Seitenauszug:
►

Griechenland - Interview mit einem Genossen in Athen


(agj) Seit den Wahlen ist Syriza die stärkste politische Kraft in Griechenland, knapp an der absoluten Mehrheit im Parlament und mit Regierungsmacht ausgestattet. Entstanden ist sie als Wahlbündnis aus mehreren kleineren linken Parteien, die sich 2012 zu der einen Partei umgewandelt haben. Um besser einschätzen zu können, was es vor Ort bedeutet, dass Syriza nun die Regierung stellt, haben wir ein Interview mit einem Genossen in Athen geführt. Er ist Teil der antikapitalistischen Massenbewegung.


(agj): Wie ist jetzt die Situation in Griechenland mit der Syriza an der Macht?

Genosse: Eigentlich war es für die meisten innerhalb des letzten Jahres relativ klar, dass Syriza gewinnen würde. Und die Frage war dann schon im Vorfeld, wie positioniert man sich dazu überhaupt. Was ist Syriza und was macht man damit? Aus meiner Sicht ist Syriza eine fortschrittliche sozialdemokratische Partei. Und zwar nicht eine Partei im klassischen Sinne, es ist ein Bündnis. Gut, der Synaspismos, der grösste Bestandteil, den es seit 1989 gibt, als sie sich von der kommunistischen Partei abgespalten haben, existiert schon lange. Aber als im Laufe der 2000er Jahre die anderen Gruppen zu Syriza dazu gestossen sind und eine radikale linke Strömung da reingebracht haben, hat sich bei Syriza auch etwas verändert. Aber es hat sich nichts dahin verändert, dass Syriza jetzt revolutionär wäre. Wenn sie revolutionär wären, wären sie bei den 4,5% stehen geblieben, bei denen sie bei den Wahlen 2009 waren. Sie haben von vornherein gesagt: "Wir wollen keine Revolution. Wir wollen die Situation dahingehend verändern, dass wir sie für die Menschen erträglich machen. Wenn es nötig wird, werden wir auch Banken verstaatlichen." Aber sie meinen nicht verstaatlichen im Sinne von enteignen, sondern indem sie sie übernehmen.


(agj): Wie steht die Syriza nun zur EU?

◄

Gespeicherte Daten:
►

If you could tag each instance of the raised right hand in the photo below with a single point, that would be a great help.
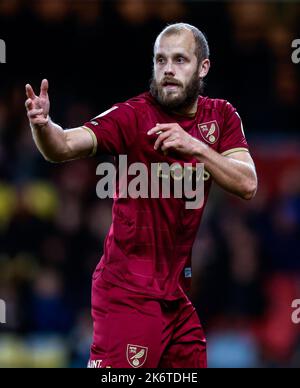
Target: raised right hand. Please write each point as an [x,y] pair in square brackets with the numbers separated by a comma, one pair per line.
[38,106]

◄

Aufgaben:
1 > Schreib den Teil aus dem Interview über Syriza neu, der bei „(agj) Seit den“ beginnt und bei „an der Macht?“ endet. Ersetze darin „Wahlbündnis“ durch „Parteienbündnis“.
2 > Fasse den Absatz aus dem Interview über Syriza, der mit „Seit den Wahlen ist Syriza“ beginnt, als kurze Stichpunktliste zusammen.
3 > Setze das Interview über Syriza fort, beginnend mit der Antwort auf die letzte Frage.

Erwartete Ergebnisse:
1 >
(agj) Seit den Wahlen ist Syriza die stärkste politische Kraft in Griechenland, knapp an der absoluten Mehrheit im Parlament und mit Regierungsmacht ausgestattet. Entstanden ist sie als Parteienbündnis aus mehreren kleineren linken Parteien, die sich 2012 zu der einen Partei umgewandelt haben. Um besser einschätzen zu können, was es vor Ort bedeutet, dass Syriza nun die Regierung stellt, haben wir ein Interview mit einem Genossen in Athen geführt. Er ist Teil der antikapitalistischen Massenbewegung.


(agj): Wie ist jetzt die Situation in Griechenland mit der Syriza an der Macht?

2 >
- Seit den Wahlen ist Syriza die stärkste politische Kraft in Griechenland, knapp an der absoluten Mehrheit im Parlament und mit Regierungsmacht ausgestattet.
- Sie entstand als Wahlbündnis aus mehreren kleineren linken Parteien, die sich 2012 zu einer Partei umgewandelt haben.
- Ein Interview mit einem Genossen in Athen soll helfen einzuschätzen, was die Regierung unter Syriza vor Ort bedeutet.
- Der Genosse ist Teil der antikapitalistischen Massenbewegung.

3 >
Genosse: Die Schäubles und Junckers Europas haben Griechenland klare Vorschriften gemacht und die hat die alte Regierung auch umgesetzt. Sie haben die Löhne gesenkt, die Renten gekürzt, total einschneidende Eingriffe gemacht in die Gesundheitsvorsorge, in die Erziehung, usw. Und jetzt kommt die neue Regierung und sagt: "Wir wollen das nicht, aber Geld haben wir auch nicht." Und die EU hat halt gesagt: "Ihr könnt euch das nochmals überlegen und wir geben euch vier Monate dafür." Das war die Vereinbarung vom 20. Februar. Das Ziel von Syriza, die Wirtschaft anzukurbeln, kann jetzt aber nicht umgesetzt werden, da praktisch kein Geld da ist. Syriza steht vor der Situation, dass sie einsehen müssen, dass sie ihre Wahlversprechen nun nicht einhalten können. Sie haben sich politisch völlig verkalkuliert. Sie sind guten Willens, aber viele haben sich Illusionen gemacht, was den europäischen Imperialismus betrifft.


(agj): Hat sich innerhalb Griechenlands etwas verändert?

Genosse: Was die Repression betrifft, tut sich schon etwas. Es wurde nun ein Gesetz eingereicht zur Abschaffung der Hochsicherheitsknäste. Und auch ein Gesetzesentwurf zur Abschaffung des Vermummungsverbotes. Das sind Versprechen, die Syriza schon vor der Wahl gemacht hat. Was leider nicht darin enthalten ist, ist eine Veränderung der Antiterrorgesetze. Die Syriza hat auch Angst vor der Reaktion und ist deshalb vorsichtig.


(agj): Auf konterrevolutionärer Seite gab es eine starke internationale Zusammenarbeit mit anderen Staaten. Zum Beispiel mit der Türkei in den vergangenen zwei drei Jahre. Wird sich hier jetzt etwas ändern?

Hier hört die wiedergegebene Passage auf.